--- START OF Data entries ---
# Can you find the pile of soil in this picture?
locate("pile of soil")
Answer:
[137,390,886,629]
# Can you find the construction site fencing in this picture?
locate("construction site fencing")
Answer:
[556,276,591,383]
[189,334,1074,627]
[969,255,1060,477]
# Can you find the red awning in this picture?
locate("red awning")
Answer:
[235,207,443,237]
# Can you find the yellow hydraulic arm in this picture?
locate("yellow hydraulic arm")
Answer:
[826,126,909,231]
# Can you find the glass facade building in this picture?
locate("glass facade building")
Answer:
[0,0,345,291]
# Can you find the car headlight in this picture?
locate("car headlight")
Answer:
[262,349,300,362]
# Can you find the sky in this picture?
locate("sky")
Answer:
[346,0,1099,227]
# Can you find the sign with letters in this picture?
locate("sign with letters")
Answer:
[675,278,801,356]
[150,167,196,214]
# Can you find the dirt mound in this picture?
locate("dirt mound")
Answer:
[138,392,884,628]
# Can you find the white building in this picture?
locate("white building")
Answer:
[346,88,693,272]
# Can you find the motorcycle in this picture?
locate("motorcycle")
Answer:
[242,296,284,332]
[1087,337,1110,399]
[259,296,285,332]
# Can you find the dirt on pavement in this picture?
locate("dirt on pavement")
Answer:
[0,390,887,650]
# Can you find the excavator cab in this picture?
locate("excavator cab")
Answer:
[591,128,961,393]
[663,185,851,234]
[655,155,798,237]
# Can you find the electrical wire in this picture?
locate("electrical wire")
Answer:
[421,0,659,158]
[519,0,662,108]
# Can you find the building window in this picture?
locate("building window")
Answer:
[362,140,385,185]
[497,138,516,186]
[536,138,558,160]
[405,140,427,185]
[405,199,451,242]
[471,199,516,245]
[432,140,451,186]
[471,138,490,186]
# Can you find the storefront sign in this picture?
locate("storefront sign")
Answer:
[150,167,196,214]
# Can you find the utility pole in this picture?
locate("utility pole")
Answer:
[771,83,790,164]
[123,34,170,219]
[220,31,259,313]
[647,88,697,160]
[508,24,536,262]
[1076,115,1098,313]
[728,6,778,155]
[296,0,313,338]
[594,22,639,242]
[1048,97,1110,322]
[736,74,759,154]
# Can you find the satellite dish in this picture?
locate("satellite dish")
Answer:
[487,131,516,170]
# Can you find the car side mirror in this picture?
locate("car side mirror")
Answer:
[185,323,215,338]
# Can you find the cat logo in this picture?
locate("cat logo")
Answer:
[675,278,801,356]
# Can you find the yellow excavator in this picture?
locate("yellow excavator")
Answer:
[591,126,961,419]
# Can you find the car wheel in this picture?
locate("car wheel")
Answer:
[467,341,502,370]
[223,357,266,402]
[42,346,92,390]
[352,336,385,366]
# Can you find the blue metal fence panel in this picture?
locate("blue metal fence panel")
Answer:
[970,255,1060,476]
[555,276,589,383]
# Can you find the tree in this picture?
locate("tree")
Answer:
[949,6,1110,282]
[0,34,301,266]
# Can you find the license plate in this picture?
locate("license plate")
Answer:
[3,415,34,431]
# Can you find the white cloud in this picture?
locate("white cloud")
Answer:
--- END OF Data entries ---
- **To do**
Repeat all the lines above, switching every "excavator" to "digger" and keeping everything else the same.

- **Output**
# Can you find the pile of soil in this picture?
locate("pile of soil")
Answer:
[137,390,886,629]
# Can you find the construction site fencing in this picture?
locate("construction site fencing")
Answer:
[556,276,591,383]
[189,334,1074,627]
[969,255,1060,477]
# Can you find the red awning in this picture?
locate("red awning")
Answer:
[235,207,443,237]
# Can you find the yellow hydraulic arm in this picture?
locate("yellow hydraulic arm")
Answer:
[826,126,909,231]
# Can you find the glass facade building in this picture?
locate("glass facade building")
Answer:
[0,0,345,291]
# Can you find the car headlight in this picture?
locate("car headlight")
Answer:
[262,349,300,362]
# Can you find the sky in this picture?
locate("sky")
Answer:
[346,0,1099,227]
# Can you find the sign with letters in this picture?
locate("sign with letters")
Answer:
[675,278,801,356]
[150,167,196,214]
# Can you find the dirt mound in this picture?
locate("dirt mound")
Answer:
[138,392,884,628]
# Can you find the white building in this picture?
locate("white building")
Answer:
[346,88,693,272]
# Can you find the motorcycle in this picture?
locate("motorcycle")
Answer:
[242,296,284,332]
[1087,337,1110,399]
[259,296,285,332]
# Can you find the dirt on pavement in this picture?
locate("dirt on pavement")
Answer:
[0,390,887,650]
# Can you find the digger cab in this picture?
locate("digger cab")
Answer:
[591,128,961,393]
[663,185,851,234]
[655,155,798,237]
# Can you find the electrical wire in this picture?
locate("electrical wire")
Answer:
[421,0,659,158]
[519,0,662,108]
# Can you find the building window in this picture?
locate("building window")
Answer:
[362,140,385,185]
[497,138,516,186]
[536,138,558,160]
[405,140,427,185]
[405,199,451,242]
[471,199,516,245]
[432,140,451,186]
[471,138,490,186]
# Can you find the storefront sign in this picture?
locate("storefront sign")
Answer:
[150,167,196,214]
# Can you find the utility pole in this picture?
locate("utility pole")
Answer:
[771,83,790,164]
[123,34,170,219]
[220,31,259,313]
[647,88,697,160]
[508,24,536,262]
[1076,115,1098,313]
[728,6,778,155]
[296,0,313,338]
[594,22,639,242]
[1048,97,1110,322]
[736,74,759,154]
# Can you find the satellite dish in this picture?
locate("satellite dish")
Answer:
[487,131,516,170]
# Can you find the car side mirror in this picture?
locate("car side mirror")
Answer:
[185,323,215,338]
# Can you find the cat logo in this picture?
locate("cat logo")
Answer:
[675,278,801,356]
# Can you find the yellow digger in this picture?
locate("yellow digger")
Answer:
[591,126,961,419]
# Can you find the car wheel in this picture?
locate("car wheel")
Answer:
[467,341,502,370]
[223,357,266,402]
[42,346,92,390]
[352,336,385,366]
# Can you find the blue metal fence panel in this picture?
locate("blue metal fence panel")
Answer:
[970,255,1060,476]
[555,276,589,383]
# Can you find the tree in this picture?
locate("tree")
Answer:
[949,6,1110,282]
[0,34,301,266]
# Can you find the license plate in this picture?
locate("license plate")
Answer:
[3,415,34,431]
# Can you find the white cloud in this picture?
locate("white cloud")
Answer:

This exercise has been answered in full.